### YOUR TASK
The data needs to be returned in full, exactly as it reads.

[Stored entries]
▽
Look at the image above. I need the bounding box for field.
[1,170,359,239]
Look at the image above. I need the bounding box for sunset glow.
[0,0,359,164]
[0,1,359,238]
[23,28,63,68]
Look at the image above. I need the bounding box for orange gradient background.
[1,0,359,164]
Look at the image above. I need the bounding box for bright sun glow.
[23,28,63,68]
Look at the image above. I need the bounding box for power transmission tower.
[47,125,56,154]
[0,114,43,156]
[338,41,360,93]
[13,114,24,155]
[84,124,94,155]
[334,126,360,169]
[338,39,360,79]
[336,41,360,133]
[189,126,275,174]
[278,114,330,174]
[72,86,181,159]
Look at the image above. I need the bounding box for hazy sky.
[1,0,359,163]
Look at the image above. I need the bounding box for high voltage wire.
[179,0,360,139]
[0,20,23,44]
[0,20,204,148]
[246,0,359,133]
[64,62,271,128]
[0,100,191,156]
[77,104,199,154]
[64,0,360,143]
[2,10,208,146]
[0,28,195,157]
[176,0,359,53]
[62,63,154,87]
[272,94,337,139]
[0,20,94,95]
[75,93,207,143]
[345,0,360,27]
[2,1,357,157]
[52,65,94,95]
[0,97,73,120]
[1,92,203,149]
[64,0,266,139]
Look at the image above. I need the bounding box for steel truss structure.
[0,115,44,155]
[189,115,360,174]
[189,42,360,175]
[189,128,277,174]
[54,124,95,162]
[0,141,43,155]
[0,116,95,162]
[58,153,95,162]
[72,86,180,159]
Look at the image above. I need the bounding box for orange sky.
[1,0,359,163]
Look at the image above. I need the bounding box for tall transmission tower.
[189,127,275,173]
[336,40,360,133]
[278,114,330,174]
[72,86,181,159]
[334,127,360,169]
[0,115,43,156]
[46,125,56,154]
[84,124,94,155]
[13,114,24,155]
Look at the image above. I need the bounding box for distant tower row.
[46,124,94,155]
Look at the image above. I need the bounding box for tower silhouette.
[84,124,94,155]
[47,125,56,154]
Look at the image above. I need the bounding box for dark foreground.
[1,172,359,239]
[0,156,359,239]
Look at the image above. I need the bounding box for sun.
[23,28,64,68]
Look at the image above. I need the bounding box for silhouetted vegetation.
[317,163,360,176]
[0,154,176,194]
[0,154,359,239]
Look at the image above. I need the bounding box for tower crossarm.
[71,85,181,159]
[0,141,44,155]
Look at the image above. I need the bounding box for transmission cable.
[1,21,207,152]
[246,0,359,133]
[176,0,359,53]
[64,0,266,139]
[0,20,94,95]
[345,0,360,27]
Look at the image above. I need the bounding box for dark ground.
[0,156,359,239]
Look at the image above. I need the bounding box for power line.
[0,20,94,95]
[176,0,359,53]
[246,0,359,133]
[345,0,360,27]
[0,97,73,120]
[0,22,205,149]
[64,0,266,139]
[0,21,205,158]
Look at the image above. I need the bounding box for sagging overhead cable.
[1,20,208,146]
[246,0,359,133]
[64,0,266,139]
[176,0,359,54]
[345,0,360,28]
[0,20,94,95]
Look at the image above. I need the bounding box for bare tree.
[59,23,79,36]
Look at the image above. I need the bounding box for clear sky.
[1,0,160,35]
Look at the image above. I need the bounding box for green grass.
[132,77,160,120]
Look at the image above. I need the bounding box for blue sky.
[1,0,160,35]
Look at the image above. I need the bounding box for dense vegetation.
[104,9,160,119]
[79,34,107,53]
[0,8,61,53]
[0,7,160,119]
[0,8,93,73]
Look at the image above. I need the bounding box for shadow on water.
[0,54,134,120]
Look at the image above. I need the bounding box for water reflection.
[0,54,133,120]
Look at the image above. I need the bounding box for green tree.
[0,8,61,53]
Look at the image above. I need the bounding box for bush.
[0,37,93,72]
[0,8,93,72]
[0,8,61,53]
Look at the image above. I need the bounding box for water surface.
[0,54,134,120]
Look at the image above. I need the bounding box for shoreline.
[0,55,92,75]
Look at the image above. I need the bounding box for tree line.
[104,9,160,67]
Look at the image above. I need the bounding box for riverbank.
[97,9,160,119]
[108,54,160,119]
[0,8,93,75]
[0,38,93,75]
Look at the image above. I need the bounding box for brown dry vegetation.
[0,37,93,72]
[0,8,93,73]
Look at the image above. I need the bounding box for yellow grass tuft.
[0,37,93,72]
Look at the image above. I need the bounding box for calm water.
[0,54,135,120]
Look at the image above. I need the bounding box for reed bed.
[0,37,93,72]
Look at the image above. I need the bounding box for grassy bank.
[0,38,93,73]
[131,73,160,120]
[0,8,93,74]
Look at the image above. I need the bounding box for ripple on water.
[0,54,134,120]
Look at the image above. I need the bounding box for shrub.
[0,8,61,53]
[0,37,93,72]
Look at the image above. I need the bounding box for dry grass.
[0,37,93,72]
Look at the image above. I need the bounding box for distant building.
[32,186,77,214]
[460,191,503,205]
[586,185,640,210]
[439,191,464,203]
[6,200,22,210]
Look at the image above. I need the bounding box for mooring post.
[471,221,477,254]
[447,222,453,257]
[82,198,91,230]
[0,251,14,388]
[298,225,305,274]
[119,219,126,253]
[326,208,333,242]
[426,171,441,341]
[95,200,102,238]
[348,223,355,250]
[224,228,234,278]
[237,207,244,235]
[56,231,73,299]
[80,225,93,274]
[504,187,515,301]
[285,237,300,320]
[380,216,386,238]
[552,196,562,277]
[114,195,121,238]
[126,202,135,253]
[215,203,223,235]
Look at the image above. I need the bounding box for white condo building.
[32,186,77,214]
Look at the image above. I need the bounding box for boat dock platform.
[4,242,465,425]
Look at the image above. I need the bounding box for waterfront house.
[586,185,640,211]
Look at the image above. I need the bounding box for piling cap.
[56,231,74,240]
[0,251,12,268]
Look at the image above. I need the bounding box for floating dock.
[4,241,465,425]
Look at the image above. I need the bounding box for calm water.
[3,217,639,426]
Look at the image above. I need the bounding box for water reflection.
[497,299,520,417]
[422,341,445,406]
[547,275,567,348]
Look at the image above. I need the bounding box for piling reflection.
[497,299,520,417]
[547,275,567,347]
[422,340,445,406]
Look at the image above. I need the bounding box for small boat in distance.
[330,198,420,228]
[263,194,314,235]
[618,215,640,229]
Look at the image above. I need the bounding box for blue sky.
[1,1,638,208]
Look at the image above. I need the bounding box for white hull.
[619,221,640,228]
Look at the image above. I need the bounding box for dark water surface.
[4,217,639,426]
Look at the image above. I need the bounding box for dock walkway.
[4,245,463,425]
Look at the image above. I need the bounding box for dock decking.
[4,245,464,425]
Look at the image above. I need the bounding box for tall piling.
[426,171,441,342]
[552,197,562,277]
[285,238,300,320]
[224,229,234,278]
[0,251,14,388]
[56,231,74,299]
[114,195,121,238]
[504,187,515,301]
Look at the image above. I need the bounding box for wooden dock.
△
### EXERCISE RESULT
Look at the image above. I need the bounding box for field.
[1,170,359,239]
Look at the image above. I need the bounding box for sunset glow.
[0,0,359,164]
[0,1,359,238]
[23,28,63,68]
Look at the image above. I need the bounding box for orange gradient background.
[1,0,359,164]
Look at the image above. I need the bounding box for bright sun glow.
[23,28,63,68]
Look at the image above. I need the bounding box for power transmission tower.
[47,125,56,154]
[0,114,43,156]
[338,41,360,93]
[13,114,24,155]
[84,124,94,155]
[334,126,360,169]
[338,39,360,79]
[336,41,360,133]
[189,126,275,174]
[278,114,330,174]
[72,86,181,159]
Look at the image above. I need the bounding box for hazy sky.
[1,0,359,163]
Look at the image above. I need the bounding box for high voltage wire.
[179,0,360,139]
[0,20,23,44]
[0,20,204,148]
[246,0,359,133]
[64,62,271,128]
[0,100,191,156]
[77,104,199,154]
[64,0,360,143]
[2,10,208,146]
[0,28,195,157]
[176,0,359,53]
[62,63,154,87]
[272,94,337,139]
[0,20,94,95]
[75,93,207,143]
[345,0,360,27]
[2,1,357,157]
[52,65,94,95]
[0,97,73,120]
[1,92,203,149]
[64,0,266,139]
Look at the image above. I need the bounding box for steel truss structure.
[0,115,44,155]
[189,115,360,174]
[189,42,360,175]
[189,128,277,174]
[54,124,95,162]
[0,141,43,155]
[0,116,95,162]
[58,153,95,162]
[72,86,180,159]
Look at the image above. I need the bounding box for orange sky.
[1,0,359,163]
Look at the image above. I need the bounding box for tall transmission tower.
[189,127,275,173]
[336,40,360,133]
[278,114,330,174]
[72,86,181,159]
[334,127,360,169]
[0,115,43,156]
[46,125,56,154]
[84,124,94,155]
[13,114,24,155]
Look at the image above. I need the bounding box for distant tower row.
[46,124,94,155]
Look at the image above. I need the bounding box for tower silhouette.
[84,124,94,155]
[47,125,56,154]
Look at the image above. I need the bounding box for dark foreground.
[1,172,359,239]
[0,156,359,239]
Look at the image above. I need the bounding box for sun.
[23,28,64,68]
Look at the image above. I need the bounding box for silhouetted vegetation.
[317,163,360,176]
[0,154,176,194]
[0,154,359,239]
Look at the image above. I need the bounding box for tower crossarm.
[71,85,181,159]
[0,141,44,155]
Look at the image above. I need the bounding box for transmission cable.
[1,21,207,152]
[246,0,359,133]
[176,0,359,53]
[64,0,266,139]
[0,20,94,95]
[345,0,360,27]
Look at the image above. I need the bounding box for dark ground.
[0,156,359,239]
Look at the image above. I need the bounding box for power line.
[0,20,94,95]
[176,0,359,53]
[246,0,359,133]
[345,0,360,27]
[0,97,73,120]
[0,22,205,149]
[64,0,266,139]
[0,21,205,158]
Look at the image above. I need the bounding box for sagging overhead cable.
[1,20,208,146]
[246,0,359,133]
[64,0,266,139]
[176,0,359,54]
[345,0,360,28]
[0,20,94,95]
Look at the image above. I need the bounding box for bare tree.
[59,23,79,36]
Look at the image above. I need the bounding box for clear sky.
[1,0,160,35]
Look at the image above. I need the bounding box for green grass.
[132,77,160,120]
Look at the image above. I need the bounding box for blue sky.
[1,0,160,35]
Look at the image above. I need the bounding box for dense vegetation.
[104,9,160,119]
[79,34,107,53]
[0,8,61,53]
[0,7,160,119]
[0,8,93,73]
Look at the image above. I need the bounding box for shadow on water.
[0,54,134,120]
Look at the image above. I need the bounding box for water reflection.
[0,54,133,120]
Look at the image above. I need the bounding box for green tree.
[0,8,61,53]
Look at the image above. I need the bounding box for bush.
[0,37,93,72]
[0,8,93,72]
[0,8,61,53]
Look at the image above. I need the bounding box for water surface.
[0,54,134,120]
Look at the image above. I need the bounding box for shoreline.
[0,55,92,75]
Look at the image above. I need the bounding box for tree line.
[104,9,160,67]
Look at the image above. I need the bounding box for riverbank.
[97,9,160,119]
[108,54,160,119]
[0,8,93,75]
[0,38,93,75]
Look at the image above. I need the bounding box for brown dry vegetation.
[0,37,93,72]
[0,8,93,73]
Look at the image above. I need the bounding box for yellow grass tuft.
[0,37,93,72]
Look at the image above. I need the bounding box for calm water.
[0,54,135,120]
Look at the image above. I need the bounding box for reed bed.
[0,37,93,72]
Look at the image above. I need the bounding box for grassy bank.
[0,38,93,73]
[131,73,160,120]
[0,8,93,74]
Look at the image above. I need the bounding box for ripple on water.
[0,54,134,120]
Look at the image above. I need the bounding box for shrub.
[0,8,61,53]
[0,37,93,72]
Look at the image above. I need the bounding box for dry grass.
[0,37,93,72]
Look at the image above. I need the bounding box for distant building.
[32,186,77,214]
[460,191,503,205]
[586,185,640,210]
[439,191,464,203]
[6,200,22,210]
Look at the image above. I need the bounding box for mooring post.
[471,221,477,254]
[447,222,453,257]
[82,198,91,230]
[0,251,14,388]
[298,225,305,274]
[119,219,126,253]
[326,208,333,242]
[426,171,441,341]
[95,200,102,238]
[348,223,355,250]
[224,228,234,278]
[237,207,244,235]
[56,231,73,299]
[80,225,93,274]
[504,187,515,301]
[285,237,300,320]
[380,216,386,238]
[552,196,562,277]
[114,195,121,238]
[126,202,135,253]
[215,203,223,235]
Look at the image above. I need the bounding box for white condo building.
[32,186,77,214]
Look at the image above. I need the bounding box for boat dock platform.
[4,242,465,425]
Look at the image above. I need the bounding box for waterfront house.
[586,185,640,211]
Look at the image above. I need the bounding box for piling cap.
[56,231,74,240]
[0,251,12,268]
Look at the image above. I need the bounding box for floating dock.
[4,241,465,425]
Look at the image above. I need the bounding box for calm water.
[3,217,639,426]
Look at the image above. I need the bounding box for water reflection.
[497,299,520,417]
[422,341,445,406]
[547,275,567,348]
Look at the image above. I need the bounding box for piling reflection.
[497,299,520,417]
[547,275,567,347]
[422,340,445,406]
Look at the image above. I need the bounding box for small boat in distance.
[330,198,420,228]
[263,194,314,235]
[618,215,640,229]
Look at the image above. I need the bounding box for blue sky.
[1,1,638,208]
Look at the image above. I need the bounding box for white hull.
[619,221,640,228]
Look at the image above. I need the bounding box for dark water surface.
[4,217,639,426]
Look at the image above. I need the bounding box for dock walkway.
[4,245,463,425]
Look at the image above. I need the bounding box for dock decking.
[4,245,464,425]
Look at the image above. I need the bounding box for tall piling.
[426,171,441,342]
[552,197,562,277]
[285,238,300,320]
[224,229,234,278]
[0,251,14,388]
[56,231,74,299]
[114,195,121,238]
[504,187,515,301]
Look at the image above. I need the bounding box for wooden dock.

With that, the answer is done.